___ Raw data
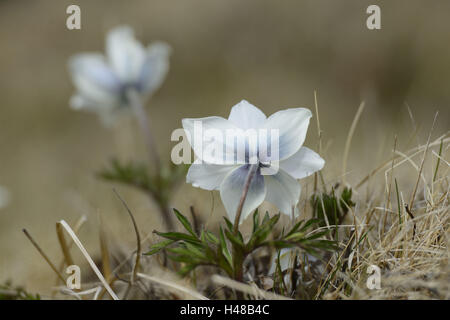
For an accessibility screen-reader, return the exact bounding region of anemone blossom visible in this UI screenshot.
[182,100,325,223]
[69,26,170,124]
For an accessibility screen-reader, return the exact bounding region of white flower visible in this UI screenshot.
[69,26,170,124]
[183,100,325,222]
[0,186,11,209]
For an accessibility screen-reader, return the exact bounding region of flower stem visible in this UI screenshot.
[126,89,174,230]
[126,89,161,176]
[233,164,258,300]
[233,164,258,235]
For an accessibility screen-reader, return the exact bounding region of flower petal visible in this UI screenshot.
[228,100,266,129]
[182,117,238,165]
[263,108,312,161]
[280,147,325,179]
[106,26,146,83]
[139,42,171,94]
[69,53,120,105]
[186,160,236,190]
[220,165,266,223]
[264,169,301,216]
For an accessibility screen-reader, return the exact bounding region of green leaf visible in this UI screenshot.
[156,231,201,244]
[205,230,220,245]
[225,230,244,248]
[252,209,259,233]
[223,217,233,232]
[173,208,197,238]
[144,240,175,256]
[219,227,233,265]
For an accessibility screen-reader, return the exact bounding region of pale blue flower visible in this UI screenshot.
[69,26,170,124]
[183,100,325,222]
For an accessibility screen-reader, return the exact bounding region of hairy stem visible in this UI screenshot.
[126,89,161,176]
[233,164,258,235]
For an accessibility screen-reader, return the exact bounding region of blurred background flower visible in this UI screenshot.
[69,26,170,125]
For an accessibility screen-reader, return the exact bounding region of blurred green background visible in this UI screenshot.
[0,0,450,296]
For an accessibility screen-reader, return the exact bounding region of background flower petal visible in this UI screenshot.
[220,165,266,223]
[139,42,171,94]
[106,26,146,83]
[69,53,120,104]
[228,100,266,129]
______
Stated problem — Copy every row above word for word, leaving out the pictures.

Output of the exercise —
For an accessibility screen-reader, return the exact bounding region of anemone blossom visible in this UI screenshot.
[182,100,325,223]
[69,26,170,124]
For an accessibility screen-reader, return the exact bounding region of white flower visible in this UI screenshot.
[69,26,170,124]
[183,100,325,222]
[0,186,11,209]
For an accessibility screen-reader, return the exact bounding region of flower stem visible in this UI screenshot.
[126,89,174,230]
[126,89,161,176]
[233,164,258,300]
[233,164,258,235]
For an accessibility screen-reader, return the exact bounding region of flower petal visible in this UI screenshot.
[228,100,266,129]
[182,117,238,165]
[263,108,312,161]
[280,147,325,179]
[106,26,146,83]
[139,42,171,94]
[69,53,120,105]
[186,160,236,190]
[220,165,266,223]
[264,169,301,216]
For an accessibility screen-reader, return the exact bounding region of green leaf visible in this UI screenshot.
[156,231,201,244]
[205,230,220,245]
[225,230,244,248]
[252,209,259,233]
[223,217,233,232]
[173,208,197,238]
[144,240,175,256]
[219,227,233,265]
For an accessibility screen-reader, return the exact bounding region of pale blue flower visible in this UI screenshot.
[69,26,170,124]
[183,100,325,222]
For an accessibility screen-reader, return the exact bounding region of hairy stem visible in this UI screenshot.
[126,89,161,176]
[233,164,258,235]
For an accessibility screen-reader, return the exact bounding region of blurred background flower visible in this UI screenshot.
[69,26,170,125]
For an accessibility screen-reader, return the exact bounding region of blurred green background visible in this UI screenshot.
[0,0,450,296]
For an accessibility screen-reader, return the exact bounding region of background flower petal visible in this UI screenshot.
[220,165,266,223]
[139,42,171,94]
[106,26,146,83]
[69,53,120,104]
[228,100,266,129]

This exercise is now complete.